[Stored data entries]
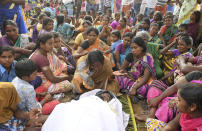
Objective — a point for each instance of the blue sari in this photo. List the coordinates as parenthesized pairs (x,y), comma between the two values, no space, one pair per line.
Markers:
(12,12)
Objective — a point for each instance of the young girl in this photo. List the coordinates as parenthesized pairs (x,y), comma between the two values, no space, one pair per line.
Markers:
(7,64)
(168,32)
(189,106)
(47,26)
(19,42)
(64,29)
(116,40)
(63,53)
(37,27)
(123,49)
(136,81)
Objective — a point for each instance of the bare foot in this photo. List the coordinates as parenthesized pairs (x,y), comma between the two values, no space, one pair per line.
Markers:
(141,117)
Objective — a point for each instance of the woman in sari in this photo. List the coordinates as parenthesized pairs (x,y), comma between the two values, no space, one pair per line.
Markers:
(20,42)
(122,27)
(51,69)
(188,6)
(94,71)
(82,36)
(123,49)
(64,29)
(136,81)
(92,42)
(105,30)
(168,32)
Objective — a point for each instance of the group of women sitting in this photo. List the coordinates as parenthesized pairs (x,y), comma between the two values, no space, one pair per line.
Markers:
(147,61)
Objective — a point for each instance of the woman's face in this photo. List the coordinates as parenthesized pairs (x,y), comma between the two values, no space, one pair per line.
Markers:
(57,43)
(11,32)
(95,68)
(6,59)
(168,22)
(193,17)
(122,23)
(126,41)
(153,30)
(135,49)
(105,21)
(117,17)
(92,36)
(114,38)
(85,26)
(181,104)
(182,46)
(49,26)
(145,25)
(48,46)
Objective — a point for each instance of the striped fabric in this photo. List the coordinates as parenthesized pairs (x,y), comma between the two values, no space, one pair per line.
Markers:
(161,2)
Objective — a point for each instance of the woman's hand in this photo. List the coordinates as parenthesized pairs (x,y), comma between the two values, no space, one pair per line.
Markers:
(34,113)
(154,102)
(133,91)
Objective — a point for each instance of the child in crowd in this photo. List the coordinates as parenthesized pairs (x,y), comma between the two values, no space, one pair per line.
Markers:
(63,53)
(168,32)
(37,27)
(123,49)
(116,40)
(7,64)
(47,25)
(189,106)
(153,31)
(115,23)
(26,71)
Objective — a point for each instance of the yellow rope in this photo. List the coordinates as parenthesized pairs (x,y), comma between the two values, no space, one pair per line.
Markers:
(132,114)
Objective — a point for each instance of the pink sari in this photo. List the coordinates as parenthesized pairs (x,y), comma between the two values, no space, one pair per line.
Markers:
(58,68)
(190,124)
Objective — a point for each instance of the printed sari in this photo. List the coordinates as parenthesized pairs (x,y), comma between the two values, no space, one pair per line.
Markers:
(83,82)
(58,68)
(137,71)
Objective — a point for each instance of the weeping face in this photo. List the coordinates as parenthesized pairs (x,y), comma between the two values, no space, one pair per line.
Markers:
(11,32)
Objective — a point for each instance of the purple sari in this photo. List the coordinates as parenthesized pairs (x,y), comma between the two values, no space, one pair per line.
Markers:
(137,71)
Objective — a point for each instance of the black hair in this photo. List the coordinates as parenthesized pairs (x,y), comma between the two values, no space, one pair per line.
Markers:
(197,16)
(89,18)
(47,4)
(117,34)
(147,21)
(191,93)
(55,34)
(99,93)
(159,15)
(140,42)
(124,19)
(6,48)
(185,26)
(42,39)
(87,22)
(168,17)
(8,22)
(117,13)
(128,34)
(47,13)
(154,24)
(92,29)
(186,39)
(42,15)
(25,67)
(95,56)
(46,21)
(60,19)
(106,16)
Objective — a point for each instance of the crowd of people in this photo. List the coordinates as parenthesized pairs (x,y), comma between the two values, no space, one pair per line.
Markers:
(147,49)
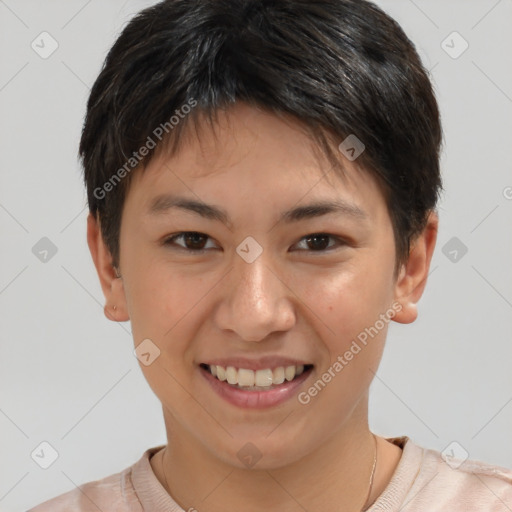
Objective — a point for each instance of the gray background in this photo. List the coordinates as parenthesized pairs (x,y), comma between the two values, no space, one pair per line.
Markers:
(68,375)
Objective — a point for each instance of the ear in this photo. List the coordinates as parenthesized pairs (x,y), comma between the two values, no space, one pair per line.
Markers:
(111,284)
(413,274)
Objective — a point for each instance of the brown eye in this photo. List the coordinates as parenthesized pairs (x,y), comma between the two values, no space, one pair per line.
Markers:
(192,241)
(319,242)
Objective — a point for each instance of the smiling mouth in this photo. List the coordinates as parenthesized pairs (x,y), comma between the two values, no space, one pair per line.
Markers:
(256,380)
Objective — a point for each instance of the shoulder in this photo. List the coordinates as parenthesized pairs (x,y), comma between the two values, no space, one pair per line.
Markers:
(447,482)
(113,493)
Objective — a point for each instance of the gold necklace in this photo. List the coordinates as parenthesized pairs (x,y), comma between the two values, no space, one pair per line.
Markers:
(371,476)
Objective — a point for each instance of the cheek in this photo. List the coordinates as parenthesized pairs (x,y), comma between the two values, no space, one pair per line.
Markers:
(347,302)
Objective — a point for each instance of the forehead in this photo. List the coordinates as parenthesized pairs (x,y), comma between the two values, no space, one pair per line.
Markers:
(252,154)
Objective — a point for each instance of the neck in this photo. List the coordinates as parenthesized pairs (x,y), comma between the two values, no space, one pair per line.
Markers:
(339,471)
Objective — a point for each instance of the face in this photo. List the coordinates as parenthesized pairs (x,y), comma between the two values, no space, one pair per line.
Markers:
(250,287)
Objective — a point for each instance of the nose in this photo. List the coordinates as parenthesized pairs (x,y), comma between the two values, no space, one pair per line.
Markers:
(255,301)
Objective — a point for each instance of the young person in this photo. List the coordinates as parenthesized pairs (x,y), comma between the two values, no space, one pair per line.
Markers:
(262,181)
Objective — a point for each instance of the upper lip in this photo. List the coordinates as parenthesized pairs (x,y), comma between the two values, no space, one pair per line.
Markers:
(256,364)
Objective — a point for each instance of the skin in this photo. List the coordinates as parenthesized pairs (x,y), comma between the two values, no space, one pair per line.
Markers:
(292,300)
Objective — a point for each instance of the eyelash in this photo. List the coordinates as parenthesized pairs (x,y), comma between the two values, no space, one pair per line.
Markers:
(170,241)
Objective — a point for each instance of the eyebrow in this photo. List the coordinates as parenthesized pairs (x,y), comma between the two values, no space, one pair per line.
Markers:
(165,202)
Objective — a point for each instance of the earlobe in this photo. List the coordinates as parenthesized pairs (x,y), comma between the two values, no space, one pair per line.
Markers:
(110,280)
(413,275)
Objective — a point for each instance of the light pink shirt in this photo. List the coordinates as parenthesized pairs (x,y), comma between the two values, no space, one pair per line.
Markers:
(422,482)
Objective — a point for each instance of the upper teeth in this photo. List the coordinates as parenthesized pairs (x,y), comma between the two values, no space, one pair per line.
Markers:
(266,377)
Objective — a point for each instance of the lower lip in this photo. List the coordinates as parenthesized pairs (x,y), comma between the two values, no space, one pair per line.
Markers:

Exercise instructions: Output the records above exactly, leaving out pictures.

Exercise answer:
Objective — a point for each instance of the blue sari in this photo. List the coordinates as parenthesized pairs (x,y), comma between the two values, no space, one pair per line.
Markers:
(12,12)
Objective — a point for each instance of the young girl in this photo. List the coordinates as parenthesized pairs (x,y), comma between the two values, no space, one pair per line.
Markers:
(7,64)
(168,32)
(189,106)
(47,26)
(19,42)
(64,29)
(116,40)
(63,53)
(37,27)
(123,49)
(136,81)
Objective — a point for each instance of the bare foot in this photo. List the coordinates as parenthesized pairs (x,y), comma between the two values, no space, one pair per line.
Markers:
(141,117)
Objective — a point for each instance of the woman in sari in this photo. List the coordinates as parenthesized pairs (x,y), comma between the two values, no space, one pair per line.
Markers:
(20,42)
(122,27)
(51,69)
(188,6)
(94,71)
(82,36)
(123,49)
(64,29)
(136,81)
(92,42)
(105,30)
(168,32)
Objective — a point for each instance of the group of women sitting in this photo. List the coordinates as parenthesized pairs (x,y), comma between the two values, no space, one pair per line.
Markers:
(147,61)
Objective — a point for each instance of the woman's face in this photo. List the coordinates as parenthesized pairs (x,y), comma between the two values, no space, one pair per line.
Markers:
(57,43)
(11,32)
(95,68)
(6,59)
(168,22)
(193,17)
(122,23)
(126,41)
(153,30)
(135,49)
(105,21)
(117,17)
(92,36)
(114,38)
(85,26)
(181,104)
(182,46)
(49,26)
(145,25)
(48,46)
Objective — a point for each instance of the striped fabric in this photo. List the coordinates as parenthesized pairs (x,y), comma between the two values, no space, one pair per line.
Markers:
(161,2)
Objective — a point for each instance of the woman's hand in this photo. List the coordinates as parenthesized pairs (x,y), comma between the two values, no space, one pair per line.
Markers:
(34,113)
(154,102)
(133,91)
Objective — a point for each instance of the child in crowd in this photo. List the coordinates as parenthesized pairs (x,y), comma between the two values, no space, one pair per line.
Markers:
(63,53)
(168,32)
(37,27)
(123,49)
(116,40)
(7,64)
(47,25)
(189,106)
(153,31)
(115,23)
(26,71)
Objective — a point for each instance of the yellow rope in this photo. List the coordinates as parenthesized pairs (x,y), comma between the two values, no space, one pair per line.
Markers:
(132,114)
Objective — a point for each instance of the pink sari in this photo. List the coordinates as parenthesized pairs (x,y), comma between the two values, no space, one pair per line.
Markers:
(58,68)
(190,124)
Objective — a point for each instance of the printed sari in this photo. List the coordinates as parenthesized pairs (x,y), comma between the two values, no space, one pair per line.
Markers:
(83,82)
(58,68)
(137,71)
Objective — a point for each instance of the weeping face in this photo. List the coordinates as parenthesized pairs (x,y), comma between the two values, no space, one pair per line.
Markers:
(11,32)
Objective — a point for each instance of the purple sari in this photo. List the coordinates as parenthesized pairs (x,y), comma between the two values, no space, one pair per line.
Markers:
(137,71)
Objective — a point for each instance of the black hair in this photo. List the coordinates as parenthesized pairs (x,y), comma between the two values, no space, one pair per line.
Markers:
(197,16)
(89,18)
(47,4)
(117,34)
(147,21)
(191,93)
(55,34)
(99,93)
(159,15)
(140,42)
(124,19)
(6,48)
(185,26)
(42,39)
(87,22)
(168,17)
(8,22)
(117,13)
(128,34)
(47,13)
(154,24)
(92,29)
(186,39)
(42,15)
(25,67)
(95,56)
(46,21)
(60,19)
(106,16)
Objective — a point for each instance of the crowd of people in this photo. List the coordinates as parenthesized pairs (x,y), comma between the two values, no space, one pair per line.
Markers:
(147,49)
Objective — a point for each instance of the gray background in this photo. List the coordinates as parenthesized pairs (x,y), comma between the two values, no space, one pair per line.
Markers:
(68,375)
Objective — a point for each instance of the ear in this photo. List the coordinates as parenthesized pairs (x,y), comma between the two values, no space, one pair per line.
Markers:
(111,284)
(413,274)
Objective — a point for each instance of the brown eye in this photo. List the coordinates as parenthesized pairs (x,y), comma between the two values, no space, one pair per line.
Markers:
(192,241)
(319,242)
Objective — a point for each instance of the smiling mouth in this photo. List the coordinates as parenthesized pairs (x,y), comma between the two values, no space, one pair per line.
Markers:
(256,380)
Objective — a point for each instance of the shoulder in this photo. List the coordinates as parenthesized pairs (x,y), comma between the two values, no space, one pair per line.
Markers:
(447,482)
(113,493)
Objective — a point for each instance of the gold necklace in this photo. List the coordinates as parenthesized pairs (x,y), comma between the two values, no space, one pair per line.
Markers:
(371,476)
Objective — a point for each instance of the cheek in this photo. List the coordinates as parenthesized pairs (x,y), comma between the two values, no space, one pair per line.
Markers:
(347,302)
Objective — a point for each instance of the forehead in this photo. List the coordinates as parenthesized pairs (x,y), comma between the two values, no space, one pair per line.
Markers:
(252,154)
Objective — a point for each instance of the neck in this photo. List the coordinates as parenthesized pairs (x,y), comma between the two values, no space, one pair per line.
Markers:
(339,471)
Objective — a point for each instance of the face in this photo. List the coordinates as parenthesized pairs (x,y), comma between the two values, no space, one pair per line.
Markers:
(250,287)
Objective — a point for each instance of the nose in this photo. List the coordinates as parenthesized pairs (x,y), comma between the two values, no space, one pair per line.
Markers:
(255,301)
Objective — a point for each instance of the young person in this photo. List the coordinates as parenthesized pairs (x,y), comma between the two values, no space, one pair per line.
Markers:
(262,181)
Objective — a point for each instance of the upper lip in this photo. List the coordinates as parenthesized pairs (x,y), comma between the two values, no space, one pair per line.
Markers:
(256,364)
Objective — a point for each instance of the skin in this photo. List the coordinates as parenthesized pairs (x,y), comma between the two values, no space, one pair per line.
Markers:
(292,300)
Objective — a point for each instance of the eyelash in this photo. List the coordinates as parenthesized pairs (x,y), comma between the two values, no space, one pair per line.
Markers:
(170,241)
Objective — a point for each instance of the eyebrow in this photo. List the coordinates as parenthesized pairs (x,y), comma between the two values, no space, one pair per line.
Markers:
(165,202)
Objective — a point for each instance of the earlobe in this photo. List the coordinates as parenthesized pairs (x,y), comma between the two values, no space, one pair per line.
Markers:
(110,280)
(413,275)
Objective — a point for each instance of the light pink shirt in this photo. List the coordinates as parenthesized pairs (x,y), comma between the two values, no space, one pair per line.
Markers:
(422,482)
Objective — a point for each instance of the upper teeth in this photo. List the coordinates as parenthesized pairs (x,y), comma between the two values, no space, one pair per line.
Markers:
(266,377)
Objective — a point for each instance of the lower lip in this photo. List the coordinates as parenthesized pairs (x,y), comma between the two values, no space, one pair per line.
Markers:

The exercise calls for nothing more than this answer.